§ **INSTRUÇÕES**:
• 1. Liste todos os verbos e locuções verbais citados como exemplos logo após “tais como” no texto sobre pressuposição.
• 2. Dê continuidade ao texto sobre pressuposição, começando depois da última frase apresentada.

━━━━━ TRECHO FORNECIDO ━━━━━

Tanto na forma afirmativa, quanto na forma negativa, o conteúdo “o carro trepidava antes” não se altera. Portanto, é ele o conteúdo pressuposto. Vale notar que esse pressuposto está ancorado numa expressão linguística na base da qual nós o produzimos – a expressão parou de.  Trata-se de um marcador de pressuposição.  Certos verbos ou locuções verbais têm a propriedade de permitir a inferência ou a ativação de conteúdos pressupostos, tais como ‘continuar’ , ‘tornar-se’, ‘ficar’, “deixar de”.
Outro expediente, comumente, empregado para o reconhecimento de conteúdos pressupostos é a interrogação. O conteúdo pressuposto se mantém sempre que aplicamos o procedimento de interrogação num enunciado. Assim, se o enunciado (2) fosse produzido com uma força ilocucionário de pergunta,

(2a) O carro parou de trepidar?

o conteúdo pressuposto ‘o carro trepidava antes’ não se altera. Escusa dizer que este ‘antes’ remete a um momento anterior ao momento da enunciação (ao aqui-agora do discurso).

━━━━━ MATERIAL FORNECIDO ━━━━━

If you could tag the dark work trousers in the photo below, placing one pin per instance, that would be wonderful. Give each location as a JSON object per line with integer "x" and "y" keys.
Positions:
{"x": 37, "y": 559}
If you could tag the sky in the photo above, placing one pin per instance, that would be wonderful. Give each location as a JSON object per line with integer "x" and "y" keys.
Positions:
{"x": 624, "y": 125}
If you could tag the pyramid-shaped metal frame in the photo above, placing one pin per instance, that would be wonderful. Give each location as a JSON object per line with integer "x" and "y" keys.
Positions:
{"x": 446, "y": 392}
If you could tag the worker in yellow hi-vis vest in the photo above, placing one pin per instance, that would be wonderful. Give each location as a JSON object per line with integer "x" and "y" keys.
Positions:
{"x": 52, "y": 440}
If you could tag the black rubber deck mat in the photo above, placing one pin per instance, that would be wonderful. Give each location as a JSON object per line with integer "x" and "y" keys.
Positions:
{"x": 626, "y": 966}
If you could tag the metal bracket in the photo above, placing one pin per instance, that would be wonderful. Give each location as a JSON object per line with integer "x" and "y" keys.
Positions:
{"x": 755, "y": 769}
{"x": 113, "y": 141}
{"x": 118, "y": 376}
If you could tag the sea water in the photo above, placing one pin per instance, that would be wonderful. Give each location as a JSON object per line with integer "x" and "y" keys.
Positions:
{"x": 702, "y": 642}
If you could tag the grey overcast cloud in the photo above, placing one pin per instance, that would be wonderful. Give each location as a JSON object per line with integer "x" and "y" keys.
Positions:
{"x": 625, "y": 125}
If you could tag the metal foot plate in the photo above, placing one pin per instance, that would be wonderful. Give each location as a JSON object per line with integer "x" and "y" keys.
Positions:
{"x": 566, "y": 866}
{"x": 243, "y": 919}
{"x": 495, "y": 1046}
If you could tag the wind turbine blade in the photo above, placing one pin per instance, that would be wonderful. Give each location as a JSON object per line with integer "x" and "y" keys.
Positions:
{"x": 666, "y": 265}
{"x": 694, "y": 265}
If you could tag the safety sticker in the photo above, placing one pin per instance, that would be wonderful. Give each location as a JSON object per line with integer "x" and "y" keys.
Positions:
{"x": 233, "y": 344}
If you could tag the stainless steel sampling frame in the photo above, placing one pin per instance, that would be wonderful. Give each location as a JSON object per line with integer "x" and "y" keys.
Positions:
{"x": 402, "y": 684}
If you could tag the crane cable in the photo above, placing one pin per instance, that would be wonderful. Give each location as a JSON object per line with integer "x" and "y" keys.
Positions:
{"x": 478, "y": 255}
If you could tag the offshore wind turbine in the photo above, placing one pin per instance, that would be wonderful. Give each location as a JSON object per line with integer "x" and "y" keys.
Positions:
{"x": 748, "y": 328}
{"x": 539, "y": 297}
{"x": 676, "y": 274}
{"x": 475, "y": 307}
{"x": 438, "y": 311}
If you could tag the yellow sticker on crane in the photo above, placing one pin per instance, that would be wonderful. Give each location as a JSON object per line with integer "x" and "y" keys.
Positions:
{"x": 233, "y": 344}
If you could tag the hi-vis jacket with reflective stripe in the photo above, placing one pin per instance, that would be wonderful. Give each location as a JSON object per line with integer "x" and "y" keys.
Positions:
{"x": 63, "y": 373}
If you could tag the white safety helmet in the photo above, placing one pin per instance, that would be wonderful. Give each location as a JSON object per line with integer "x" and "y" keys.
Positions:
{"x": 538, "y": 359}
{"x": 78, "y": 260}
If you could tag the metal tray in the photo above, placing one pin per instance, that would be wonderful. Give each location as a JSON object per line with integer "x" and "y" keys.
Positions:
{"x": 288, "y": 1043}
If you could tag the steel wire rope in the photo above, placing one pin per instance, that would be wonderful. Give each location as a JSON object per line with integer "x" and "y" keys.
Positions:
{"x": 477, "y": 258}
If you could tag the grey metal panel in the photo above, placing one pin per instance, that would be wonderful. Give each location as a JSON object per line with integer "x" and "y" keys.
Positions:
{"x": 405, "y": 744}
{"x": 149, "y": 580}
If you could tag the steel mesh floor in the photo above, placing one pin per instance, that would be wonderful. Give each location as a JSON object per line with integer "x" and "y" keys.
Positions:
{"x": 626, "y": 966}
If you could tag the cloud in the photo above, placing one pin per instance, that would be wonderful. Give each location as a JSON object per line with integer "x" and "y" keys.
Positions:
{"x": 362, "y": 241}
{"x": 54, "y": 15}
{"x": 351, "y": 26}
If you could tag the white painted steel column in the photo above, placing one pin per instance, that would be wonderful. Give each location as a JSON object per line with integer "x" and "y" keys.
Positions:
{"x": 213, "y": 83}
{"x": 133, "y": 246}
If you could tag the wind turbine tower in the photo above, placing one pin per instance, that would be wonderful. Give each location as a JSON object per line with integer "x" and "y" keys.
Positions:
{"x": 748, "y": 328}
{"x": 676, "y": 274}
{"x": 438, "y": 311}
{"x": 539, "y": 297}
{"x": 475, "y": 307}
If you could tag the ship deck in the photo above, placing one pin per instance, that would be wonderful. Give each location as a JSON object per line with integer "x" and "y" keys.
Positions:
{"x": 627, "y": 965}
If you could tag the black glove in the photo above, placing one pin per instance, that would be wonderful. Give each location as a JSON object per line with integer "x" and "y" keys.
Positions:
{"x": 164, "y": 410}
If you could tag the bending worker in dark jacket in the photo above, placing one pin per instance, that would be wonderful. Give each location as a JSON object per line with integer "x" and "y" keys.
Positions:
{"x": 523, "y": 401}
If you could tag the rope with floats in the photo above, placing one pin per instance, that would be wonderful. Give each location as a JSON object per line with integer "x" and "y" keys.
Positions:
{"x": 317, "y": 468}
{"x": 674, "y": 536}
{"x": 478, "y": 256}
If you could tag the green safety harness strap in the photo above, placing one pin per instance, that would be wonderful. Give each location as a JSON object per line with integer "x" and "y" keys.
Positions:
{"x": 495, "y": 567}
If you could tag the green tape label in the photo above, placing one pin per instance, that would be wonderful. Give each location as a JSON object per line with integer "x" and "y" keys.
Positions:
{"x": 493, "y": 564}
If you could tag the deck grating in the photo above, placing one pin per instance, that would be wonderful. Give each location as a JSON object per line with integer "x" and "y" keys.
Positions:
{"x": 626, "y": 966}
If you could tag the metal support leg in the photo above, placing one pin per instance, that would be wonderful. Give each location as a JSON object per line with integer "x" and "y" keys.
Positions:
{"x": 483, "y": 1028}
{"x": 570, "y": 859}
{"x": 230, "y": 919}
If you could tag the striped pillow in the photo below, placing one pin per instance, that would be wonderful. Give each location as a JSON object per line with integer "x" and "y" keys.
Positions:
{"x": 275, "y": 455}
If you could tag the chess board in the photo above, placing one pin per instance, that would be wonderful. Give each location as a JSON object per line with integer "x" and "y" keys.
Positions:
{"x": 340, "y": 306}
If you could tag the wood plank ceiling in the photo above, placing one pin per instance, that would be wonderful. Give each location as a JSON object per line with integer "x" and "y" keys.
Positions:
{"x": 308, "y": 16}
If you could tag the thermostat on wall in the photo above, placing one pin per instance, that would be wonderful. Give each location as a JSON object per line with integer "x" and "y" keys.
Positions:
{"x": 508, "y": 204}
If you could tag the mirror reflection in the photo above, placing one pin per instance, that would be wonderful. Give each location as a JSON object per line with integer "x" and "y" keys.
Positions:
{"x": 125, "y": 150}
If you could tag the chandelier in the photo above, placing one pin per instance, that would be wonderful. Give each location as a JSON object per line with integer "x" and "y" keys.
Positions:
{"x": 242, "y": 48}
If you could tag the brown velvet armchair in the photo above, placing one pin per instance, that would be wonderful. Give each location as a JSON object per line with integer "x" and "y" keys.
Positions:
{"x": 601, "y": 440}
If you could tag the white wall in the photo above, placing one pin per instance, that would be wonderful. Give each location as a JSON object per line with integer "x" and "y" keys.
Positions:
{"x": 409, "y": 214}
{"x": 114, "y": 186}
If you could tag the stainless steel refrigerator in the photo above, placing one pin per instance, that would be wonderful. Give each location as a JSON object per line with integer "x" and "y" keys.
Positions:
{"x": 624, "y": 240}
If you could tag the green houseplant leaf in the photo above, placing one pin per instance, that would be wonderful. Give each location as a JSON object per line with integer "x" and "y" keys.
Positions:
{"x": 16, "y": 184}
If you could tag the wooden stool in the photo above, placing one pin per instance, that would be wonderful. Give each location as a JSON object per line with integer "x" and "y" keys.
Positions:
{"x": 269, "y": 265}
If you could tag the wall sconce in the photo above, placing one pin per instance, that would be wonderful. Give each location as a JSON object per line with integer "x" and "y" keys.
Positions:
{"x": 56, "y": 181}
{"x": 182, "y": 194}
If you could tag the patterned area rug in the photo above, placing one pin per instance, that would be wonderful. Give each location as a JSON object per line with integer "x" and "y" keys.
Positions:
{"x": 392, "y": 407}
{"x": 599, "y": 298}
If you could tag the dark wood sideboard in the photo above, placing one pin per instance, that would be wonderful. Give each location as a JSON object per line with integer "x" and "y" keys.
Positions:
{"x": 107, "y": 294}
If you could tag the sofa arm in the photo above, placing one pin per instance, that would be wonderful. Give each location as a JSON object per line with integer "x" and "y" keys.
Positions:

━━━━━

§ **RESPOSTAS POR TAREFA**:
• 1. continuar, tornar-se, ficar, deixar de

• 2.
Embora os dois expedientes sejam, decerto, úteis para o reconhecimento de pressupostos, seu emprego tem limitações. Não podemos nos servir deles em todos os casos, como em (3):

(3) Eu sei que você não foi à escola.

Essa frase compõe-se de dois segmentos, que chamamos de oração. O primeiro segmento, tradicionalmente, é classificado como oração principal (Eu sei); o segundo, como oração subordinada ((que) você não foi à escola). Na primeira oração (a principal), figura o verbo “saber”, que é considerado um verbo factivo, ou seja, um verbo cujo uso implica a pressuposição de que a proposição seguinte (você não foi à escola) é um fato. Portanto, com o verbo “saber”, o falante pressupõe como fato o conteúdo proposicional da oração subordinada. Nesse caso, qualquer tentativa de aplicar aqueles expedientes se demonstra inapropriada. Como a oração subordinada já encerra a partícula “não”, que modifica todo o predicado “foi à escola”, não cabe aí inserir outra forma negativa. Por outro lado, a transformação da frase para a versão interrogativa é assaz sensível ao contexto..  Pode-se, é verdade, atribuir uma força ilocucionária de pergunta a (3), a fim de buscar, retoricamente, invalidar o pressuposto do interlocutor. Assim, numa situação em que uma adolescente, que quisesse fazer com que o pai acreditasse que ela foi à escola, dissesse (3a)

(3a) Minha mãe sabe que eu fui.

a mãe da menina poderia replicar produzindo (3b)

(3b) Eu sei que você foi (à escola)?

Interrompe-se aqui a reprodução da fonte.